=== Supplied text ===
This can sometimes be complex and multifactorial. Causes of a headache may include specific foods, environmental stimuli (noises, lights, stress, etc.), grinding your teeth, dehydration, and other behaviors (insomnia, excessive exercise, blood sugar changes, etc.). Cheeses, tannins in wine and MSG are also well known triggers of a headache.

About 5% of all headaches are secondary and they are like warning signals caused by physical problems. The remaining 95% are primary headaches, and can be further categorized into these groups: Tension, Migraine or Cervicogenic headaches. These types of headaches are not caused by disease; the headache itself is the primary concern.

Tension Headache - Presents as a band-like head pain with a pressing or tightening quality. These can be mild to moderate in intensity. They are not likely caused by underlying problems in the neck or head.

Tension headaches have frequent episodes that last for minutes to days. There is no associated nausea or vomiting but there may be other associated sensitivities including light (photophobia) or sound (phonophobia). They are commonly brought on by stress and can present with myofascial tenderness around the head and neck.

Migraine Headache - Appears as one sided pulsating pain of moderate or severe intensity in the head. Migraines can oftentimes present with a phenomena called an "aura", a sensory disturbance that is experienced immediately prior to the migraine. These disturbances can include flashes of light, blind spots and other vision changes or tingling in your hand or face. They are not likely caused by underlying problems in the neck or head.

Migraines are recurrent and can last as little as 4 hours or as long as 72 hours. One or more of the following are present with a Migraine: nausea, vomiting, photophobia (light), and phonophobia (sound). The pain is aggravated by routine activities.

Cervicogenic Headache - The problem or source of these headaches comes from the head/neck and are mechanical in nature. It can affect one or more regions of the head, face, or both. Cervicogenic headaches are often associated with reduced neck range of motion, local neck tenderness, and trigger points that refer to the head.

When myofascial tender spots are the only cause, the headache should be diagnosed as tension-type headache, not cervicogenic headache.

How Experts Can Help

Proper diagnosis and headache classification is important for effective relief and treatment. In rare cases, a referral to a specialist and co-management is the most appropriate course of care but that will be determined upon assessment. The plan of management will be individualized to the patient’s specific case. The treatment options may include:

👨🏻‍🏫 Patient Education

🦴 Joint Mobs & Manipulation

💆‍♂️ Muscle Release Therapy

🪡 Acupuncture

⚡️ Electric Stimulation

🏋🏻‍♂️ Rehab/Exercise

🧘🏻‍♀️ Ergonomic and lifestyle changes

👨🏽‍⚕️ Referral and co-management

Evidence has demonstrated that these treatments including spinal manipulative therapy, can be effective with cervicogenic and tension-type headaches. Studies have demonstrated that care offered by Rehabilitation Therapists (i.e. Chiropractors, Kinesiologists, Occupational Therapists, Physiotherapists & Massage therapists) can also improve the intensity and frequency of migraines. If you haven’t already, consult a health professional about your headache concerns and see what they can do to help you!

=== Stored items ===
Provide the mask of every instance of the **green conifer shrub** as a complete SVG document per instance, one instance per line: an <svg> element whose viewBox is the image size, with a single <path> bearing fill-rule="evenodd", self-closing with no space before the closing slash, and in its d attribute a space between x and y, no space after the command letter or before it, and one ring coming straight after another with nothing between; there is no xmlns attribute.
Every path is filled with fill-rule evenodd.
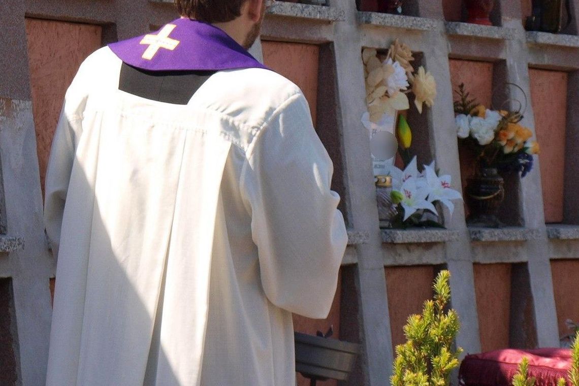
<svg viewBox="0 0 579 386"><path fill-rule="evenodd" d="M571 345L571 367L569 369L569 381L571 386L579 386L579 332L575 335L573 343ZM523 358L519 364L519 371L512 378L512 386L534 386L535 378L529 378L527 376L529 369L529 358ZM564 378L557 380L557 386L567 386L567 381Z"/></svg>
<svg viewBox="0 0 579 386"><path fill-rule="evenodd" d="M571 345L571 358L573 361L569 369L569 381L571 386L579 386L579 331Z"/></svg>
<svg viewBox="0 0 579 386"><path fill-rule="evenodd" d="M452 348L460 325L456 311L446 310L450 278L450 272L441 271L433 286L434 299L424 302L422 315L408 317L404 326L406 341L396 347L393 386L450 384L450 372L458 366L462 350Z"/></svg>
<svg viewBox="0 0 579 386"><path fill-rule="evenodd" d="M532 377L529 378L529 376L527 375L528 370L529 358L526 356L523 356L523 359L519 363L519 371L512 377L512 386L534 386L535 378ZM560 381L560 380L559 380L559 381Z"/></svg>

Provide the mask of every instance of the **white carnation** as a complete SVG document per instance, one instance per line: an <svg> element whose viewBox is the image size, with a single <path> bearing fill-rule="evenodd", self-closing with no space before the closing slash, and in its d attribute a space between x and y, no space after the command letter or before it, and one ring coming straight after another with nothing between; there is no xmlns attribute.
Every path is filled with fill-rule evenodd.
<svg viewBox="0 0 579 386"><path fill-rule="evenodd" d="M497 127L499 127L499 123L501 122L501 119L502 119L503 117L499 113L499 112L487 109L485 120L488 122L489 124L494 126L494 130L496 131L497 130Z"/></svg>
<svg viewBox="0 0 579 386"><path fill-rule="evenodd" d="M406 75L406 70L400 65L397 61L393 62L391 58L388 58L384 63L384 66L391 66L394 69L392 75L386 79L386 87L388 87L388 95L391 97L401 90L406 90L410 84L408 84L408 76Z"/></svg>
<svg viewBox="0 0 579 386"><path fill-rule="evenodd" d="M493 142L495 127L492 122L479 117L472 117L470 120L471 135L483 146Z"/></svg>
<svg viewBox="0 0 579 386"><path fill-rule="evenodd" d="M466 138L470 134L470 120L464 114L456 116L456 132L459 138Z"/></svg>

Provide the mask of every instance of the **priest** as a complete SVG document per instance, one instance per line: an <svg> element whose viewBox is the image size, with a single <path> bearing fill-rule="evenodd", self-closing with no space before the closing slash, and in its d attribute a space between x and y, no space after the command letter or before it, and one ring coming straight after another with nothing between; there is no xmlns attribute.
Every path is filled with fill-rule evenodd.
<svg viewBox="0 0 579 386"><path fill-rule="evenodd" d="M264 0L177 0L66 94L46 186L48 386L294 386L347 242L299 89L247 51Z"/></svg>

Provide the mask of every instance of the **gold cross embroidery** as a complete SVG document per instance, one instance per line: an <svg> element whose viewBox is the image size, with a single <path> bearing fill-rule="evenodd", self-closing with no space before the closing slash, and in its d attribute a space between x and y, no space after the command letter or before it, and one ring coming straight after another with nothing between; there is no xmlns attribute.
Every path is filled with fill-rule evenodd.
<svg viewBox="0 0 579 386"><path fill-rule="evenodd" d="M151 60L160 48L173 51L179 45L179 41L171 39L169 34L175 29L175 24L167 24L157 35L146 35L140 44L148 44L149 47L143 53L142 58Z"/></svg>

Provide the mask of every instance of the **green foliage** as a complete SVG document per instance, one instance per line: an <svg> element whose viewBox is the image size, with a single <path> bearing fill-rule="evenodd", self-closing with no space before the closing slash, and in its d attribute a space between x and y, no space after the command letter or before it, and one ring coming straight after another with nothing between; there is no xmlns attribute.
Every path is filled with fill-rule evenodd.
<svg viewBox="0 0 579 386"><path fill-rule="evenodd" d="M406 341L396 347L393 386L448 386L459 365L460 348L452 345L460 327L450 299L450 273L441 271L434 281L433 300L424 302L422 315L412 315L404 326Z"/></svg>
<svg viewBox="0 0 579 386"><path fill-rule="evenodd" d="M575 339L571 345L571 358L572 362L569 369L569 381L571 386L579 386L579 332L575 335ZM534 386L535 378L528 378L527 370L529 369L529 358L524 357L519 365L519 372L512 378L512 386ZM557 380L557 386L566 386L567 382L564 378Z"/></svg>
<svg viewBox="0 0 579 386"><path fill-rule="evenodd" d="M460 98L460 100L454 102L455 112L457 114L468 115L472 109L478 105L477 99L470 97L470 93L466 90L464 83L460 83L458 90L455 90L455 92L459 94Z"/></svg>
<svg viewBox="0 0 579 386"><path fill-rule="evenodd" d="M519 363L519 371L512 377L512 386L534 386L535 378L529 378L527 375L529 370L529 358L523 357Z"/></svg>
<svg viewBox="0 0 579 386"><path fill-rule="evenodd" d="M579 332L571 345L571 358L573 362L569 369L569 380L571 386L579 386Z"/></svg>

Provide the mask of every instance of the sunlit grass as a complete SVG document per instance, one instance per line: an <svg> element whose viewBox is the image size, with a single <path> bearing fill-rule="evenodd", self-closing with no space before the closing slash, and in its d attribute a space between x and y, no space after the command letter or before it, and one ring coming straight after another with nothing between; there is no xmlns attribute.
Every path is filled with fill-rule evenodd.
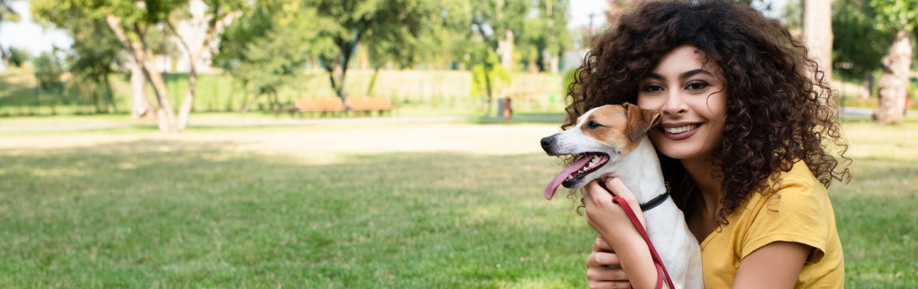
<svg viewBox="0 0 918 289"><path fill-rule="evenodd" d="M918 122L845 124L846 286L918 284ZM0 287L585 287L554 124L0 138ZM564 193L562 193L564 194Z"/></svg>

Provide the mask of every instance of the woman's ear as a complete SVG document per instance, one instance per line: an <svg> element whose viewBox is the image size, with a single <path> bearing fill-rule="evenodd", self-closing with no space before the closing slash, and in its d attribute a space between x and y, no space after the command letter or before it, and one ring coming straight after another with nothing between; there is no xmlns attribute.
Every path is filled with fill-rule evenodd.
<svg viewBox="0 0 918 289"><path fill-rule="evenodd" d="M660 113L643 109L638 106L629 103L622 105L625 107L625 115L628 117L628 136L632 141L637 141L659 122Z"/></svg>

=== Work order 1 ===
Answer these questions using the headache overview.
(a) What share of all headaches are secondary?
(b) How long can migraines last?
(c) When myofascial tender spots are the only cause, what should the headache be diagnosed as?
=== Work order 2 ===
Write out the headache overview between "Evidence has demonstrated" and "to help you!", inclusive, and swap "spinal manipulative therapy" for "spinal mobilization".
=== Work order 3 ===
Translate this sentence from the headache overview into Spanish: "Proper diagnosis and headache classification is important for effective relief and treatment."

=== Written reply 1 ===
(a) About 5%.
(b) As little as 4 hours or as long as 72 hours.
(c) Tension-type headache, not cervicogenic headache.

=== Written reply 2 ===
Evidence has demonstrated that these treatments including spinal mobilization, can be effective with cervicogenic and tension-type headaches. Studies have demonstrated that care offered by Rehabilitation Therapists (i.e. Chiropractors, Kinesiologists, Occupational Therapists, Physiotherapists & Massage therapists) can also improve the intensity and frequency of migraines. If you haven’t already, consult a health professional about your headache concerns and see what they can do to help you!

=== Written reply 3 ===
El diagnóstico adecuado y la clasificación de los dolores de cabeza son importantes para un alivio y un tratamiento eficaces.